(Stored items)
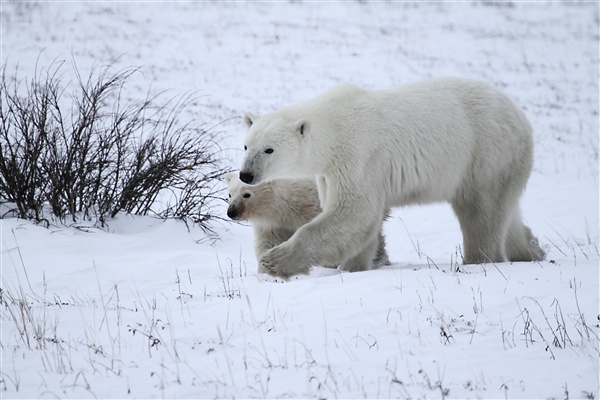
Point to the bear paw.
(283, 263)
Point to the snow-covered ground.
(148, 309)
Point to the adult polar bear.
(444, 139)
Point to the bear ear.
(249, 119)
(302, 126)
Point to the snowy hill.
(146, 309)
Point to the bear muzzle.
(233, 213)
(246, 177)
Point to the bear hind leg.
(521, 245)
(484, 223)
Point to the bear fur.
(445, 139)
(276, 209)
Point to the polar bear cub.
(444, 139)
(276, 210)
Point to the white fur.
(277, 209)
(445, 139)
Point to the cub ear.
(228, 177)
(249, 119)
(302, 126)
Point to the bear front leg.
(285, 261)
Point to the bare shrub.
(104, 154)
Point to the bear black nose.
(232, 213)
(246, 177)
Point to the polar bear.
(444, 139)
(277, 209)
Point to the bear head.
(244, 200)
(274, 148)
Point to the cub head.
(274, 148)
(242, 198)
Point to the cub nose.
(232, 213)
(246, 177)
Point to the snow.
---
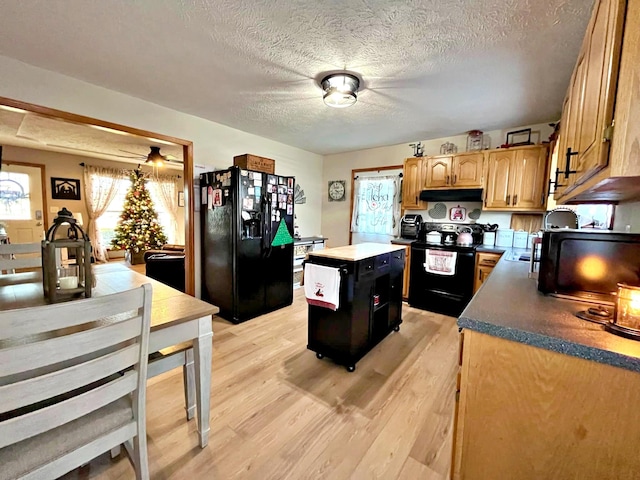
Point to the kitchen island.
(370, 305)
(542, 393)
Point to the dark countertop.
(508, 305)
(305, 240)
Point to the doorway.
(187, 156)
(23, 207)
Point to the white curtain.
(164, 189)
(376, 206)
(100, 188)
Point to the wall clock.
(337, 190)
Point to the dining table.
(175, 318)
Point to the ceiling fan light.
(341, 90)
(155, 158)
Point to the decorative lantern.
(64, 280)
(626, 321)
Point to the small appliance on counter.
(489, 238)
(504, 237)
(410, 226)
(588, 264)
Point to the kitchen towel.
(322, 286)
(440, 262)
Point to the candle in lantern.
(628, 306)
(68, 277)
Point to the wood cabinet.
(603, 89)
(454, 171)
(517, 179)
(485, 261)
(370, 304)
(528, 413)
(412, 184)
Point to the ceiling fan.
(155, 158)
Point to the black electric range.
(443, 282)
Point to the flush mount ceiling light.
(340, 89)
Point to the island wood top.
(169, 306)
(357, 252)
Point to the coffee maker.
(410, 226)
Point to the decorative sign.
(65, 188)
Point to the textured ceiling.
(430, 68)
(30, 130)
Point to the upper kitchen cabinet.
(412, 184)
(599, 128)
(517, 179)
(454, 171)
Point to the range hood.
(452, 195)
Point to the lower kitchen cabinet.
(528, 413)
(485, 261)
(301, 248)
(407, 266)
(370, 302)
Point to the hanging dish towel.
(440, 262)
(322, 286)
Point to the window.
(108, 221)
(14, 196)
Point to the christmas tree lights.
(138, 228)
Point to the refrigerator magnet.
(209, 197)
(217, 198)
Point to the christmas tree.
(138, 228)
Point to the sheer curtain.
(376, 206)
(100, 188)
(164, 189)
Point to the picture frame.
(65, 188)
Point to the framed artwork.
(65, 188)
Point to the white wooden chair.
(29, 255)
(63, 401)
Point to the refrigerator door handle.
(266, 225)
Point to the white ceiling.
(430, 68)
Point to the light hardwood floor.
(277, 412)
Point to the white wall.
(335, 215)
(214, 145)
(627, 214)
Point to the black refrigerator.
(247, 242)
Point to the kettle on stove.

→ What the exercise asks
Reproduce the material from the line containing "Point to the picture frame." up to and including the line containing "Point to the kettle on stove.", keeping every request in place. Multiply each point coordinate in the answers by 0.25 and round it to the nearest whole number, with halves rounded up.

→ Correct result
Point to the picture frame.
(16, 47)
Point to the framed artwork.
(16, 47)
Point to the white wooden chair.
(7, 64)
(16, 100)
Point to the refrigerator door handle.
(67, 56)
Point to the white ceiling.
(108, 17)
Point to the light hardwood floor.
(69, 103)
Point to the white wall.
(84, 54)
(54, 36)
(157, 54)
Point to the black refrigerator.
(62, 61)
Point to the kettle on stove.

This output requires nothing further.